Records contained in a dataset:

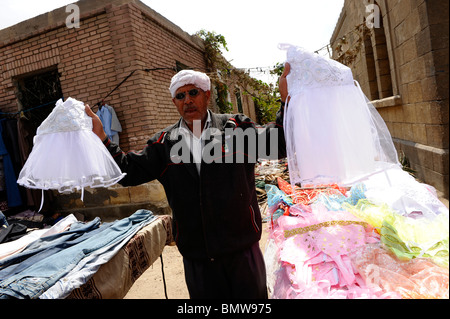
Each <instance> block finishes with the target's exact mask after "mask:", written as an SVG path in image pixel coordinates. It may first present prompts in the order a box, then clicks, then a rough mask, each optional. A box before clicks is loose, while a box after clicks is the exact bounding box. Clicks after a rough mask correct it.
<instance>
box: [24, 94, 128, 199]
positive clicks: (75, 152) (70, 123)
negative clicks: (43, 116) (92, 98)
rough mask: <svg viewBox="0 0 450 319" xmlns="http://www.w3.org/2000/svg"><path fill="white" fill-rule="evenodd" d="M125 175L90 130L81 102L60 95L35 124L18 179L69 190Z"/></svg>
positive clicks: (107, 151)
mask: <svg viewBox="0 0 450 319" xmlns="http://www.w3.org/2000/svg"><path fill="white" fill-rule="evenodd" d="M124 176H125V173H122V172H121V170H120V168H119V166H118V165H117V164H116V162H114V159H113V158H112V156H111V154H110V153H109V152H108V150H107V149H106V147H105V146H104V145H103V143H102V141H101V140H100V139H99V138H98V137H97V136H96V135H95V133H94V132H92V119H91V118H90V117H89V116H88V115H87V114H86V112H85V110H84V103H83V102H80V101H77V100H75V99H73V98H70V97H69V98H67V99H66V101H64V102H63V101H62V99H60V100H59V101H57V102H56V106H55V107H54V109H53V111H52V112H51V113H50V114H49V116H48V117H47V118H46V119H45V120H44V121H43V122H42V124H41V125H40V126H39V127H38V129H37V132H36V136H35V137H34V140H33V149H32V151H31V153H30V155H29V157H28V159H27V161H26V162H25V165H24V166H23V168H22V170H21V172H20V174H19V178H18V180H17V183H18V184H19V185H22V186H24V187H28V188H33V189H42V190H48V189H54V190H58V191H59V192H60V193H72V192H74V191H78V190H80V189H81V191H82V199H83V191H84V188H85V187H93V188H94V187H108V186H111V185H113V184H115V183H117V182H118V181H119V180H120V179H122V178H123V177H124Z"/></svg>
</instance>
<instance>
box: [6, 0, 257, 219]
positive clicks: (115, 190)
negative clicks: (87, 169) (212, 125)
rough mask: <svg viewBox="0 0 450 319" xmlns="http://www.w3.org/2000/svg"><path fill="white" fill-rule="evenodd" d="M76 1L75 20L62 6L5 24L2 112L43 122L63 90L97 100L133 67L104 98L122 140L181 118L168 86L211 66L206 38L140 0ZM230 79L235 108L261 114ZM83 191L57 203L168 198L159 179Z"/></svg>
mask: <svg viewBox="0 0 450 319" xmlns="http://www.w3.org/2000/svg"><path fill="white" fill-rule="evenodd" d="M75 4H76V6H77V8H79V13H80V19H79V26H78V27H74V26H75V24H74V23H75V22H76V21H75V19H72V16H71V14H72V13H73V12H74V11H71V10H66V9H67V8H68V7H61V8H58V9H55V10H53V11H51V12H48V13H45V14H42V15H39V16H37V17H35V18H32V19H29V20H26V21H23V22H21V23H19V24H17V25H14V26H11V27H9V28H6V29H3V30H0V112H2V114H3V117H5V116H9V117H11V116H14V114H17V113H18V112H20V111H25V112H26V113H25V114H26V116H27V117H30V118H31V119H33V120H34V121H35V124H36V125H39V124H40V122H42V121H43V120H44V119H45V118H46V116H47V115H48V114H49V113H50V112H51V110H52V108H53V106H54V103H55V102H56V100H58V99H59V98H61V97H63V98H67V97H72V98H75V99H77V100H80V101H83V102H85V103H88V104H90V105H91V106H93V105H95V104H96V103H97V102H101V101H102V100H103V99H104V97H106V96H107V95H108V94H109V93H110V92H111V90H113V89H114V88H115V87H116V86H117V85H118V84H119V83H120V82H121V81H122V80H124V79H125V78H126V77H128V76H130V74H132V75H131V76H130V77H129V78H128V79H127V80H126V81H125V82H123V84H122V85H121V86H120V87H119V88H118V89H117V90H115V91H114V92H113V93H112V94H111V95H110V96H109V97H108V98H107V99H105V100H104V102H105V103H107V104H108V105H110V106H112V107H113V108H114V110H115V112H116V114H117V117H118V119H119V121H120V124H121V126H122V132H120V133H119V136H120V146H121V147H122V148H123V150H124V151H128V150H135V149H136V150H140V149H141V148H142V147H144V146H145V145H146V142H147V140H148V139H149V138H150V137H151V136H152V135H153V134H154V133H156V132H158V131H159V130H161V129H163V128H164V127H166V126H168V125H170V124H172V123H174V122H176V121H177V120H178V119H179V114H178V112H177V111H176V108H175V106H174V105H173V103H172V101H171V96H170V92H169V90H168V87H169V84H170V79H171V78H172V76H173V75H174V74H175V72H176V71H177V70H180V69H183V68H194V69H198V70H200V71H203V72H207V73H208V72H212V70H206V63H205V55H204V54H205V50H204V44H203V42H202V40H200V38H198V37H196V36H192V35H189V34H187V33H186V32H184V31H183V30H182V29H180V28H179V27H178V26H176V25H175V24H173V23H172V22H170V21H169V20H167V19H166V18H164V17H163V16H161V15H160V14H158V13H157V12H155V11H154V10H152V9H151V8H149V7H148V6H146V5H145V4H143V3H142V2H140V1H139V0H80V1H78V2H76V3H75ZM69 9H70V8H69ZM228 87H229V89H230V91H231V92H230V95H229V97H230V101H231V102H232V103H233V108H234V111H235V112H238V111H240V112H242V113H245V114H246V115H248V116H250V117H251V118H253V119H254V120H256V119H255V110H254V104H253V101H252V100H251V98H250V97H249V96H247V95H244V94H239V93H240V89H241V88H239V87H237V86H236V85H232V86H230V85H229V86H228ZM211 100H212V103H211V106H210V107H211V108H212V109H213V110H215V107H216V106H215V104H214V98H212V99H211ZM96 110H97V109H94V111H96ZM5 114H6V115H5ZM8 114H9V115H8ZM90 194H92V196H90ZM79 197H80V196H79V194H73V195H64V196H58V200H57V207H56V208H57V209H62V210H68V209H78V208H80V207H83V208H86V209H89V208H92V210H96V211H98V207H99V206H102V207H106V208H105V209H118V207H119V208H120V206H121V205H122V206H124V205H125V206H127V207H128V206H133V205H134V206H135V204H136V203H137V204H138V206H139V207H140V208H142V207H143V204H142V203H145V202H148V201H149V200H150V202H152V203H155V202H156V203H160V202H161V203H162V204H161V207H165V206H166V205H165V204H164V198H165V195H164V191H163V189H162V187H161V185H160V184H158V183H151V184H148V185H142V186H138V187H134V188H122V187H113V188H111V189H108V190H95V191H94V190H92V191H90V192H88V193H87V196H85V201H84V203H81V202H80V200H79ZM152 205H153V204H152ZM152 205H150V207H153V208H154V206H152ZM158 205H159V204H158ZM134 206H133V207H132V208H130V211H131V212H134ZM112 207H113V208H112Z"/></svg>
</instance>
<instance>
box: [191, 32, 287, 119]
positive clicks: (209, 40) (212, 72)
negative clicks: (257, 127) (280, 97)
mask: <svg viewBox="0 0 450 319" xmlns="http://www.w3.org/2000/svg"><path fill="white" fill-rule="evenodd" d="M195 35H196V36H198V37H199V38H201V39H202V40H203V42H204V44H205V60H206V65H207V67H208V69H209V70H210V72H209V75H210V78H211V80H212V82H213V84H214V85H215V87H216V93H217V99H216V103H217V106H218V107H219V110H220V112H221V113H230V112H231V111H232V104H231V103H230V102H228V99H227V97H228V86H227V85H226V84H225V82H226V79H227V78H228V79H229V80H232V81H233V82H235V83H236V84H238V85H239V86H240V87H241V88H242V89H243V93H244V94H248V95H250V96H251V98H252V99H253V101H254V103H255V109H256V115H257V121H258V122H259V123H260V124H266V123H268V122H273V121H274V120H275V117H276V112H277V111H278V109H279V107H280V104H279V102H278V99H279V90H278V86H274V85H273V84H268V83H265V82H263V81H261V80H257V79H255V78H252V77H251V76H250V75H249V74H248V73H246V72H244V71H242V70H239V69H235V68H234V67H233V66H232V65H231V64H230V63H229V62H228V61H226V60H225V58H224V57H223V56H222V52H221V50H222V49H224V50H226V51H228V47H227V41H226V40H225V37H224V36H223V35H221V34H217V33H215V32H214V31H213V32H210V31H206V30H200V31H198V32H197V33H196V34H195ZM283 69H284V67H283V65H282V64H281V63H277V64H276V65H275V66H274V68H273V70H271V71H270V73H271V74H272V75H277V76H281V74H282V73H283Z"/></svg>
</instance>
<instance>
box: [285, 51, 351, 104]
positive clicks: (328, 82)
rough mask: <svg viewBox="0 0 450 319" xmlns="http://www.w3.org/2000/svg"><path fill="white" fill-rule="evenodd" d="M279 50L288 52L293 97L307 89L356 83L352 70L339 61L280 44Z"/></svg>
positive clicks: (291, 84) (291, 85) (290, 85)
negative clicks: (290, 69)
mask: <svg viewBox="0 0 450 319" xmlns="http://www.w3.org/2000/svg"><path fill="white" fill-rule="evenodd" d="M279 48H280V49H281V50H286V51H287V59H286V62H288V63H289V64H290V66H291V72H290V73H289V74H288V76H287V82H288V88H289V95H291V96H293V95H294V94H296V93H300V92H302V91H303V90H304V89H305V88H317V87H328V86H341V85H349V84H353V83H354V82H353V75H352V71H351V69H350V68H349V67H347V66H345V65H343V64H341V63H339V62H337V61H334V60H332V59H329V58H326V57H322V56H320V55H318V54H315V53H311V52H308V51H306V50H304V49H302V48H301V47H297V46H293V45H289V44H280V45H279Z"/></svg>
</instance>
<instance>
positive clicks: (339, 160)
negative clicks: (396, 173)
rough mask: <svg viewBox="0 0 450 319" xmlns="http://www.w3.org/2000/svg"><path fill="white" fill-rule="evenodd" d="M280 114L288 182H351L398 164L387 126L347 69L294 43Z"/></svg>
mask: <svg viewBox="0 0 450 319" xmlns="http://www.w3.org/2000/svg"><path fill="white" fill-rule="evenodd" d="M280 49H282V50H286V51H287V60H286V62H288V63H289V64H290V66H291V71H290V73H289V75H288V76H287V82H288V92H289V97H290V102H289V104H288V107H287V111H286V113H285V118H284V130H285V136H286V142H287V154H288V165H289V173H290V179H291V183H292V184H301V186H306V185H317V184H327V183H337V184H341V185H349V184H352V183H354V182H356V181H358V180H360V179H362V178H364V177H367V176H368V175H370V174H373V173H374V172H377V171H381V170H384V169H386V168H389V167H392V166H398V167H400V165H399V162H398V157H397V152H396V150H395V147H394V144H393V142H392V138H391V135H390V133H389V130H388V128H387V126H386V124H385V123H384V121H383V119H382V118H381V116H380V115H379V114H378V112H377V111H376V109H375V107H374V106H373V105H372V104H371V103H370V102H369V101H368V100H367V98H366V97H365V95H364V93H363V92H362V91H361V88H360V87H359V85H358V83H357V82H356V81H354V79H353V75H352V72H351V69H350V68H348V67H347V66H345V65H343V64H340V63H339V62H337V61H334V60H332V59H328V58H325V57H322V56H319V55H318V54H314V53H311V52H307V51H305V50H304V49H302V48H300V47H297V46H293V45H288V44H284V45H280Z"/></svg>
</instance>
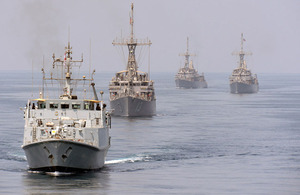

**Your assignment:**
Exactly as written, repeat the lines from the beginning of the entries up to and including the line with "175L90 130L81 102L60", but not the pictures.

**Output of the task:**
Each <instance> block finishes with the target's exact mask after "mask:", written as an SVG path in image pixel coordinates. It may first present prompts in the order a box, then clicks, then a rough mask, each optional. A box before clicks is loose, while a box after clicks is the exact bounding box. Clicks after a rough mask correct it.
<instance>
box: [24, 94, 128, 199]
positive clicks: (75, 152) (70, 123)
negative clicks: (43, 116) (92, 98)
rough mask: <svg viewBox="0 0 450 319" xmlns="http://www.w3.org/2000/svg"><path fill="white" fill-rule="evenodd" d="M125 175L90 130L81 102L60 95L35 124L18 179L69 190Z"/></svg>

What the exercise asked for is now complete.